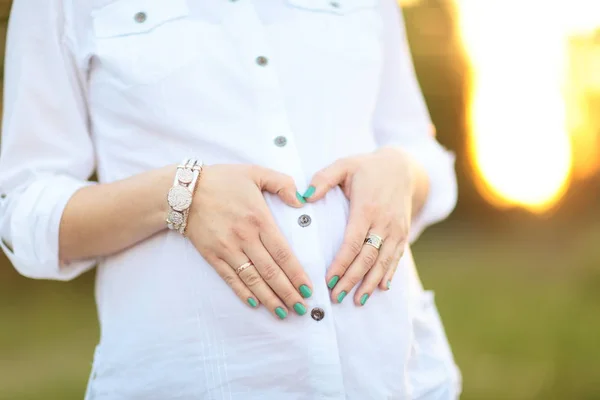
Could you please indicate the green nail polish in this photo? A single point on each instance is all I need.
(333, 282)
(300, 309)
(252, 302)
(305, 291)
(364, 299)
(300, 198)
(309, 192)
(281, 313)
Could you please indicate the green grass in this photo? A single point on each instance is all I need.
(522, 316)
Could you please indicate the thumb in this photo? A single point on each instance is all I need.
(326, 179)
(280, 184)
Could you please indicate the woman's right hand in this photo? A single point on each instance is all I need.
(230, 224)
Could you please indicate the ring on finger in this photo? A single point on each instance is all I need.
(374, 240)
(243, 267)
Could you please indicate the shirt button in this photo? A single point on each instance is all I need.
(304, 220)
(317, 314)
(280, 141)
(140, 17)
(262, 61)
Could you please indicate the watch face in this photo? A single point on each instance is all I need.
(185, 176)
(175, 218)
(179, 198)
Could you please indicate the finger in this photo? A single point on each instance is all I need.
(361, 265)
(274, 276)
(257, 285)
(383, 265)
(280, 184)
(235, 283)
(280, 252)
(386, 282)
(356, 231)
(326, 179)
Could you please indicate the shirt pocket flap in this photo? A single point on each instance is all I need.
(340, 7)
(127, 17)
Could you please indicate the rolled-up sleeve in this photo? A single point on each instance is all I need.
(402, 119)
(46, 153)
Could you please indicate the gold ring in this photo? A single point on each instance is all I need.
(243, 267)
(374, 240)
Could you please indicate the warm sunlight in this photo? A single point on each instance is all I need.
(519, 143)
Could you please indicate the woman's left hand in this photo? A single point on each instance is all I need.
(380, 187)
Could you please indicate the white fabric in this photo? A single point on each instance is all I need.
(88, 87)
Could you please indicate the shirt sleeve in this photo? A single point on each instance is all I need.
(46, 153)
(402, 119)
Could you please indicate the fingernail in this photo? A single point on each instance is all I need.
(252, 302)
(309, 192)
(300, 198)
(364, 299)
(300, 309)
(333, 282)
(281, 313)
(305, 291)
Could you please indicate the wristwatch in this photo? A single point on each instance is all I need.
(181, 195)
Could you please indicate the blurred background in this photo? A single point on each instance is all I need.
(513, 87)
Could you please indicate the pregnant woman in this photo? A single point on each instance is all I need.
(261, 170)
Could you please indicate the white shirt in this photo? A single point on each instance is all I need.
(125, 86)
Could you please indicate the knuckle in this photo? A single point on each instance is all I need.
(387, 262)
(295, 276)
(288, 297)
(282, 255)
(370, 207)
(230, 280)
(240, 233)
(369, 259)
(270, 272)
(252, 279)
(353, 280)
(253, 218)
(354, 246)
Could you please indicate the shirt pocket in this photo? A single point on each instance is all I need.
(143, 41)
(336, 7)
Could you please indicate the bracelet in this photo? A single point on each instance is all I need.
(181, 195)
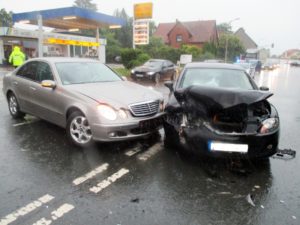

**GOAL**
Reproduce the lines of the material verbatim, from the line containing "Could you please indicate the shirt sleeve" through the end of the material, inclusive. Leave out any pictures.

**RESPONSE TO THIS EXERCISE**
Could you please indicate the shirt sleeve in this photo? A single point on each instance is all I need.
(46, 153)
(402, 119)
Could you please indicate the fingernail in this photo? A single point on each instance is all I need.
(252, 302)
(309, 192)
(300, 198)
(364, 299)
(300, 309)
(333, 282)
(281, 313)
(305, 291)
Could you please indicate the wristwatch in this photo? A single point on each instance is all I need.
(181, 195)
Could you please indicate the blurred background in this photo? A single point on each instance is all I need.
(513, 87)
Could you please indicate the pregnant woman in this photo? A single point on each instance is all I need.
(261, 170)
Could you please indicate the white shirt in this photo? A single point on each instance is all I need.
(125, 86)
Could you please indicate the knuckle in this photo? A single point on each instance is all I need.
(387, 262)
(295, 276)
(288, 297)
(282, 255)
(370, 207)
(230, 280)
(240, 233)
(369, 259)
(270, 272)
(252, 279)
(353, 280)
(253, 218)
(354, 246)
Could you please indicate the shirt pocket in this photo? A single point on each instance is all I need.
(143, 41)
(336, 7)
Could you please indicate the bracelet in this photo? A single point on each instance is all I need.
(181, 195)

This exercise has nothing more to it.